§ **Passage to read**
┄┄┄┄┄┄┄┄┄┄┄┄┄┄┄┄┄┄┄┄

My heart aches mercilously. I need to see him, to hold him and be held. Such a simple this love is yet in all its origins, there is so much we do not understand of the meaning behind the four-lettered word. Such a word can bring joy, happiness, pleasure. Yet it has a darker side- pain, cufference, depression. How is it a simple word can be said so easily but cause so much feeling? So much we think we know yet so little knowledge we truly posess.
Happiness and depression. These are what pain my heart so. I am happy for his love, his worry, but I fear for what lies a head. I do not know if the darkness that attempts to stand between us will have its way. Will he be kept from me? Will I see him again soon? Hold him as I use to? These questions rack my mind, fill me with emotions I have never experienced before.
I have believed that I loved before him. Those were false pretences brought about by the need to protect one's self from harm. They abused me, torchered my mind and soul. One dared lay his hands upon me and strike me as if I were nothing more than an animal. They meant nothing to me now that I dwell back on memories that I thought were once precious. Little more than droplets of poison that now flood out of my unseen wounds. HE has given me the cure for this poison. Only he has stood by me, made me feel such emotions I dremt impossible. I love him, I know I do. And he feels the same for me.

┄┄┄┄┄┄┄┄┄┄┄┄┄┄┄┄┄┄┄┄

§ **Parts of the exercise**
1: Answer these questions about the reflection on love above, one line each, marked (a), (b), (c).
(a) What three things does the writer say the four-lettered word can bring?
(b) Which two things does the writer say pain their heart?
(c) What did one of the earlier ones dare to do to the writer?
2: For each statement below, say whether it agrees with the reflection on love above. Answer yes or no and quote the words of the reflection that decide it.
(a) The writer now regards the earlier loves as real.
(b) The writer is sure of loving him.
(c) The writer thinks he does not return that love.
3: Carry on with the reflection on love above, starting right after its last sentence.

§ **Given information**
┄┄┄┄┄┄┄┄┄┄┄┄┄┄┄┄┄┄┄┄

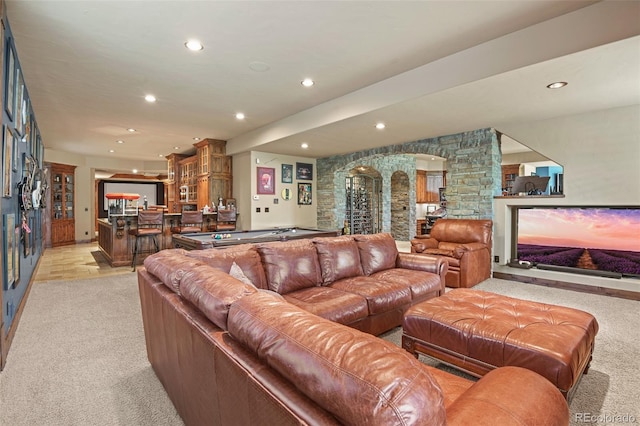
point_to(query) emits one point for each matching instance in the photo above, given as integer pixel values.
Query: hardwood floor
(73, 262)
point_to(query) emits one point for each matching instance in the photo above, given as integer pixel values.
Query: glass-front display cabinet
(62, 204)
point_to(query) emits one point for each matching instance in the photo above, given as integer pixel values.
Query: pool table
(205, 240)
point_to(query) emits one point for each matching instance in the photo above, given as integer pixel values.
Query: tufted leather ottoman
(478, 331)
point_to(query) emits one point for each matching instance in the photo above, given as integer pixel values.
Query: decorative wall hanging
(287, 173)
(304, 194)
(266, 180)
(304, 171)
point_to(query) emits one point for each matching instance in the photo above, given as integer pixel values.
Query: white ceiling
(425, 68)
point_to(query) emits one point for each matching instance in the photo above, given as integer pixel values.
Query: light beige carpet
(78, 357)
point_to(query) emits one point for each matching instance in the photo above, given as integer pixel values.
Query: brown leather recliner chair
(465, 244)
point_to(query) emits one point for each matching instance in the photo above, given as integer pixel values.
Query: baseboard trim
(604, 291)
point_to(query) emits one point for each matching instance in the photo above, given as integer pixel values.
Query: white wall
(600, 153)
(285, 212)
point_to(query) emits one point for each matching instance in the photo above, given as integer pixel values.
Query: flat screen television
(598, 240)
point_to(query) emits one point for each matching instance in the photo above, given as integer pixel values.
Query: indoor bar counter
(117, 245)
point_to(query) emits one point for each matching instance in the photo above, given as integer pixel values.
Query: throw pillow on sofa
(290, 265)
(338, 258)
(244, 255)
(377, 252)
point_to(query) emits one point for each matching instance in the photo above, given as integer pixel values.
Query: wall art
(266, 180)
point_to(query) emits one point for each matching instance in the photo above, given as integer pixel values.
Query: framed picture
(31, 238)
(10, 82)
(287, 173)
(9, 221)
(40, 151)
(304, 171)
(304, 194)
(7, 160)
(15, 152)
(16, 231)
(266, 180)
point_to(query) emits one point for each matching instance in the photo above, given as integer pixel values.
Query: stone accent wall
(473, 176)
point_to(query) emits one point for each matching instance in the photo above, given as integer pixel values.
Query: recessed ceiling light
(557, 85)
(259, 66)
(193, 45)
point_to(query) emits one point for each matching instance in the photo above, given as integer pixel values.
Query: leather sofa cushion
(213, 291)
(338, 258)
(290, 265)
(381, 296)
(377, 252)
(462, 230)
(331, 304)
(421, 284)
(169, 266)
(359, 378)
(244, 255)
(439, 252)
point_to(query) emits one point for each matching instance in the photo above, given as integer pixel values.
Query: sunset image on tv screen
(606, 239)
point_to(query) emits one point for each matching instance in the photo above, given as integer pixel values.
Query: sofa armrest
(510, 395)
(472, 246)
(420, 262)
(422, 242)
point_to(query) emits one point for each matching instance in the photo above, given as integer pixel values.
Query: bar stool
(226, 220)
(191, 221)
(149, 227)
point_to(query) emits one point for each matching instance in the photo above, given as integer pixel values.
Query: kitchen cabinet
(428, 184)
(63, 228)
(188, 189)
(421, 186)
(435, 181)
(509, 174)
(172, 184)
(214, 172)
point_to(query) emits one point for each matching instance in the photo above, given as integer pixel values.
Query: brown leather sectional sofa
(230, 352)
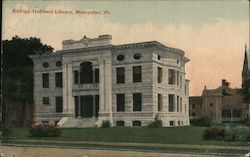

┄┄┄┄┄┄┄┄┄┄┄┄┄┄┄┄┄┄┄┄

§ **Results in order**
1:
(a) Joy, happiness, and pleasure.
(b) Happiness and depression.
(c) He laid his hands upon the writer and struck the writer as if the writer were nothing more than an animal.

2:
(a) No: "Those were false pretences brought about by the need to protect one's self from harm."
(b) Yes: "I love him, I know I do."
(c) No: "And he feels the same for me."

3:
So simple, as I said, to believe in love. But to find the meaning is impossible. All that feel it's embrace describe love, this emotion, differently. I know my love is hard to describe. It makes me feel like I can touch the sky when ever I am in his arms. His kisses feel as if they were given from the stars themselves. His loving embrace and eyes make me melt and I can feel the fire of his passion melding with mine deep with in my soul. Never before have I felt this way. I embrace it, yet he knows I fear it. Though a year and nine months have passed for us, I still fear it as I still attempt to grasp it. So simple a word, so impossible a meaning...
Now, here I sit. I write all these things yet tell nothing of it is whom I describe. A god perhaps? An existance not of this worldly plane? A creature who has captured my imagionation? None of these are correct. He is as mortal as you or I, he feels just as we do. However, the darkness does not like him feeling things that it deems a hazard. To the darkness, I am a hazard. It hates me, makes itself hate me. Such loathing cannot truly last. We let go of those emotions, unless we make ourselves despise someone. It makes itself hate me, loath me, resent me.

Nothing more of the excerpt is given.